# GIVEN EXERCISE
Copy out the entries below, switching each "Result" to "Answer" and keeping every other part unchanged.

# Saved data entries
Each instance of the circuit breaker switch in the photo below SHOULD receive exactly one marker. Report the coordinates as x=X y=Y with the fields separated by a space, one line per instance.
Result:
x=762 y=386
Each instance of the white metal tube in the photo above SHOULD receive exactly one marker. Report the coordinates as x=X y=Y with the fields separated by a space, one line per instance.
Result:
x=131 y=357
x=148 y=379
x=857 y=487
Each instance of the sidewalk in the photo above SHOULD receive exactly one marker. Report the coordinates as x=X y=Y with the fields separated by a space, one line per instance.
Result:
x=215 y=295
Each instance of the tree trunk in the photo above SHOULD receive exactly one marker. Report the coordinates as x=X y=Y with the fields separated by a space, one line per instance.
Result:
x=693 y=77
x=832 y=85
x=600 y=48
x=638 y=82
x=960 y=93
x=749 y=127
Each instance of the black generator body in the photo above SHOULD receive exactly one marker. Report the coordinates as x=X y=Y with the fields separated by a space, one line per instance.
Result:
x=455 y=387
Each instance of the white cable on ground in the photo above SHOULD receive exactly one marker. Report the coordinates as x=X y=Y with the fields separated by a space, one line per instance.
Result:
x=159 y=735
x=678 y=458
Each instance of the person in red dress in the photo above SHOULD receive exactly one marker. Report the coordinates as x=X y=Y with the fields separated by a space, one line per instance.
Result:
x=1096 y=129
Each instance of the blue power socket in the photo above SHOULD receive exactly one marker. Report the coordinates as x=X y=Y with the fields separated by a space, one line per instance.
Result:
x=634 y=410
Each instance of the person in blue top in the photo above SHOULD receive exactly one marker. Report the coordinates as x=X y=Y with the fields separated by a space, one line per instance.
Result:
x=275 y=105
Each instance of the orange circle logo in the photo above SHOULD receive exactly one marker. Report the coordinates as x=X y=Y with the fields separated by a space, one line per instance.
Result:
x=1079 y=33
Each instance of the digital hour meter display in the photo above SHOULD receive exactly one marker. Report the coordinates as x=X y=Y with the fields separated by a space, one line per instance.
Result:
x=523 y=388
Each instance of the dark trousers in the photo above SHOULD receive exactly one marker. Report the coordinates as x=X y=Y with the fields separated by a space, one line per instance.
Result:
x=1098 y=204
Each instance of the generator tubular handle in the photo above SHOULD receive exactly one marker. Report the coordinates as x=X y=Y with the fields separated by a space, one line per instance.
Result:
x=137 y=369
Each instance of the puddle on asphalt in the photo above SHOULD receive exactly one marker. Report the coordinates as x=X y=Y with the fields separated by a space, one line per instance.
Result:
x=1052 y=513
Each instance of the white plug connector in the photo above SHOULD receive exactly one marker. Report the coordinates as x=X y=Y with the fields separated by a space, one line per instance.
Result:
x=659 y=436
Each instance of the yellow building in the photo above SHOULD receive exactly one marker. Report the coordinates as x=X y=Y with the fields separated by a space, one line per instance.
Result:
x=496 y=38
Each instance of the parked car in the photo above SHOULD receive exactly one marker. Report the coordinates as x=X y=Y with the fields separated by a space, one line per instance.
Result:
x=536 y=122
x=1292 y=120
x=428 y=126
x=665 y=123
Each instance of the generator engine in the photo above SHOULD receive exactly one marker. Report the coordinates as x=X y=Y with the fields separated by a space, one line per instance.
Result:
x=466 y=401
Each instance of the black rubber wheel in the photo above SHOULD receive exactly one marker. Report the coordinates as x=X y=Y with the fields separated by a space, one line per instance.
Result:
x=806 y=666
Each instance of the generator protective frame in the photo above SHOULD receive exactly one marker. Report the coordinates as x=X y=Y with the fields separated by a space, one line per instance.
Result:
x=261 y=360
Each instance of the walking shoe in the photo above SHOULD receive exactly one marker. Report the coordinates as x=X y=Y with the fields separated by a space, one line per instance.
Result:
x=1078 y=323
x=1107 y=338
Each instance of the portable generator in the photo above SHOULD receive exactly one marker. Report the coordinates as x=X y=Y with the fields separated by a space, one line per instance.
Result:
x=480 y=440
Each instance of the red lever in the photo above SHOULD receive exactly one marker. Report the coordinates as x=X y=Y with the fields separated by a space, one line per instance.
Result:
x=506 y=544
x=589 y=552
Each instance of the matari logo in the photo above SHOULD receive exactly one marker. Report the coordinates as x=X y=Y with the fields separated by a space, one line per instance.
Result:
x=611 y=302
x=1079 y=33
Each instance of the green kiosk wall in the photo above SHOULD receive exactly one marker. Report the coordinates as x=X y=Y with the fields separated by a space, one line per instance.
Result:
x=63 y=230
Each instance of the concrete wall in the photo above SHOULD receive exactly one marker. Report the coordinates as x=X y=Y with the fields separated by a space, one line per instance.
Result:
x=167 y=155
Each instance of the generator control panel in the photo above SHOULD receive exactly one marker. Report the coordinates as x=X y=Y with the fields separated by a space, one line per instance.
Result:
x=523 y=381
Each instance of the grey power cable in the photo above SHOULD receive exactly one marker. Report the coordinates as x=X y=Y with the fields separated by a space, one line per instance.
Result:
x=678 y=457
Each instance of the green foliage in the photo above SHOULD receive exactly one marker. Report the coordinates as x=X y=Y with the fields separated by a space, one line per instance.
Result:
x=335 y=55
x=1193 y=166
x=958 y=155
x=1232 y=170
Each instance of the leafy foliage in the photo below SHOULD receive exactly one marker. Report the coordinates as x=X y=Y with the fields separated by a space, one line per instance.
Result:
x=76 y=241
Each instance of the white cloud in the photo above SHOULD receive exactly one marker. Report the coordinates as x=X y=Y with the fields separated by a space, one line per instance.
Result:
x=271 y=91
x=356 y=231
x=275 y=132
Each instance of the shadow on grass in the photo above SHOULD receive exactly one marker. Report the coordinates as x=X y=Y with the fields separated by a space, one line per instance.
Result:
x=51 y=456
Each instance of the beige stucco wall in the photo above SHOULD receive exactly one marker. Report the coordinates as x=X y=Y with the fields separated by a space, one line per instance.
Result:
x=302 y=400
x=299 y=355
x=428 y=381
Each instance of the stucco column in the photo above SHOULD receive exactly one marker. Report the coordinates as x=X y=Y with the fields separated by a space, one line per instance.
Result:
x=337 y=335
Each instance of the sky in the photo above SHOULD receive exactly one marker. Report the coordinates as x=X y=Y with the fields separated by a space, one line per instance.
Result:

# SOLUTION BELOW
Each instance of the circuit breaker switch in the photo below SHOULD receive exactly one marker. Report the coordinates as x=X y=Y with the fields separated by a space, one line per instance.
Answer:
x=762 y=386
Each instance of the white metal tube in the photo above SHOULD receive exactly one marker. Report the coordinates as x=X y=Y with the fields separated by a space, one line per instance.
Answer:
x=131 y=357
x=148 y=379
x=857 y=487
Each instance of the sidewalk in the photo above SHOULD receive exactly one marker. Report the coordinates as x=X y=Y with the fields separated by a space, one line per instance.
Answer:
x=215 y=295
Each instance of the tree trunk in the photo above SHOULD receive exactly one marker. Report the coordinates as x=X y=Y with the fields separated by a space, one line per instance.
Answer:
x=693 y=77
x=832 y=85
x=600 y=48
x=638 y=82
x=960 y=93
x=749 y=127
Each instance of the black generator body in the photo above SHOULD receive exactly one marker. Report the coordinates as x=X y=Y with the fields separated by a space, one line per instance.
Answer:
x=455 y=387
Each instance of the white cable on ground in the photo above SHOULD receive exactly one marker. Report the coordinates as x=X y=Y with the fields separated by a space, one line per instance.
Answer:
x=159 y=735
x=678 y=458
Each instance of the person in red dress in the photo above SHOULD receive exactly one marker. Report the coordinates as x=X y=Y with the fields separated by a space, one line per instance.
Answer:
x=1096 y=129
Each instance of the blue power socket in the photo above SHOULD receive exactly one marker. Report the coordinates as x=X y=Y with the fields separated by a space, one line per instance.
Answer:
x=634 y=410
Each instance of the person in blue top in the photo above SHOULD receive exactly one marker. Report the coordinates as x=X y=Y with the fields separated by a space, one line per instance.
Answer:
x=275 y=105
Each instance of the orange circle logo in the photo above SHOULD receive exactly one marker. Report the coordinates as x=X y=Y with the fields separated by a space, one line per instance.
Answer:
x=1079 y=33
Each instance of the digital hour meter display in the photo above SHOULD receive exactly one marker. Report the coordinates as x=X y=Y with the fields separated by a space, one line per instance.
Answer:
x=523 y=388
Each instance of the dark trousers in the photo above SHOULD receive exactly one marker. Report the coordinates as x=X y=Y with the fields separated by a space, one line per instance.
Answer:
x=1098 y=204
Each instance of the generator tubular handle in the photo above SHOULD receive exactly one marker. Report the coordinates as x=X y=Y with the fields separated by a space, one line per instance.
Answer:
x=137 y=369
Each instance of the puddle on asphalt in the photo above SHOULD receive exactly one marker. Report the coordinates as x=X y=Y with the fields separated by a space, one line per instance.
Answer:
x=1052 y=513
Each instance of the white plug connector in the photo above SHOULD receive exactly one marker. Report the coordinates as x=X y=Y with the fields separated by a space, one line per instance.
Answer:
x=659 y=436
Each instance of the yellow building in the photo above SHOULD receive exactly one marker. Report the coordinates as x=X y=Y with the fields separated by a space, one line per instance.
Answer:
x=496 y=38
Each instance of the parked car in the photo above SHOULD receive exactly one marker. Report the coordinates as x=X y=Y with the fields separated by a space, one line per instance.
Answer:
x=536 y=122
x=1292 y=120
x=428 y=126
x=665 y=123
Each instance of the generator engine in the photo above SHOULD receive exactly one marker. Report the coordinates as x=X y=Y with the fields separated by a space, one line per instance.
Answer:
x=466 y=401
Each instance of the black rubber wheel in the photo above SHOULD receive exactly one marker. Report the coordinates as x=X y=Y with the fields separated by a space, one line per instance.
Answer:
x=806 y=666
Each instance of the generator protective frame in the photo above SHOULD receive exactly one marker. Report the coordinates as x=X y=Y with the fields separated by a space, one line per instance.
Answer:
x=261 y=360
Each instance of the walking shoe in the photo above SHOULD receive exactly one marker. Report the coordinates as x=X y=Y with the fields separated by a space, one line per instance.
Answer:
x=1078 y=323
x=1107 y=338
Each instance of the portable generator in the photo above SHOULD receive exactly one marker. Report the coordinates as x=X y=Y with the fields separated by a space, one line per instance.
Answer:
x=480 y=440
Each instance of the red lever in the photo above SHOULD receive exactly one marker. Report the coordinates as x=X y=Y with the fields separated by a space, one line per instance.
Answer:
x=506 y=544
x=589 y=552
Each instance of the matari logo in the photo above SHOULD receive exactly one marker. Report the coordinates as x=X y=Y with the fields separated by a space, one line per instance.
Answer:
x=611 y=302
x=1079 y=33
Each instance of the green kiosk wall in the photo above SHOULD receive exactly one marker. Report the coordinates as x=X y=Y with the fields separated by a space, one line per instance.
Answer:
x=63 y=230
Each instance of the concrete wall in the photo above SHOULD receive exactly one marker. Report the coordinates as x=X y=Y with the fields separated by a space, one line per instance.
Answer:
x=167 y=155
Each instance of the generator control panel in the photo above SHOULD receive exactly one marker. Report the coordinates as x=X y=Y with the fields separated by a space, one line per instance.
Answer:
x=523 y=381
Each instance of the grey power cable in the photo above SHOULD receive exactly one marker. Report the coordinates as x=X y=Y with the fields separated by a space, one line per instance.
Answer:
x=678 y=457
Each instance of the green foliage in the photo above SHOULD receive exactly one marker. Report the coordinates as x=X y=Y with the fields separated by a space, one line per instance.
Answer:
x=335 y=55
x=1193 y=166
x=958 y=155
x=1232 y=170
Each instance of the leafy foliage in the photo below SHOULD receive exactly one marker. Report the coordinates as x=X y=Y with the fields separated by a space, one line per instance.
Answer:
x=76 y=241
Each instance of the white cloud in the photo above SHOULD receive exactly one marker. Report the coordinates as x=X y=Y with the fields separated by a space, one line per instance.
Answer:
x=271 y=91
x=356 y=231
x=275 y=132
Each instance of the shadow on grass in the photo above SHOULD receive exactly one marker. Report the coordinates as x=X y=Y with the fields separated by a space, one line per instance.
Answer:
x=51 y=456
Each instance of the beige stucco wall in the photo above SHOULD receive exactly one marker. Report the coordinates as x=X y=Y with the fields separated by a space, one line per instance.
Answer:
x=302 y=400
x=299 y=355
x=428 y=381
Each instance of the stucco column in the photo above SHOULD receive exactly one marker. Report the coordinates as x=X y=Y with the fields separated by a space, one line per instance.
Answer:
x=337 y=335
Each instance of the sky in the photo above SHOULD receive exactly one marker. Report the coordinates as x=X y=Y with the fields separated by a space, one line per instance.
Answer:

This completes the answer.